» Stated exercise: Retype the listing below word for word, keeping every line and coordinate unchanged.

» Records of labeled boxes:
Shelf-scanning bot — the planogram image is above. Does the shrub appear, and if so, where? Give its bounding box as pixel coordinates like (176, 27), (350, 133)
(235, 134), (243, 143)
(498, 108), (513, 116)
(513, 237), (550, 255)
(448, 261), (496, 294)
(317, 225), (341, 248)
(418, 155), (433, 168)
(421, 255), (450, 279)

» Task response:
Shelf-scanning bot — the planogram image is above. Does the shrub appear, and if so, where? Give its bounding box as pixel coordinates like (176, 27), (350, 133)
(235, 134), (243, 143)
(498, 108), (513, 116)
(513, 237), (550, 255)
(448, 261), (496, 294)
(317, 225), (341, 248)
(418, 155), (433, 168)
(421, 255), (450, 279)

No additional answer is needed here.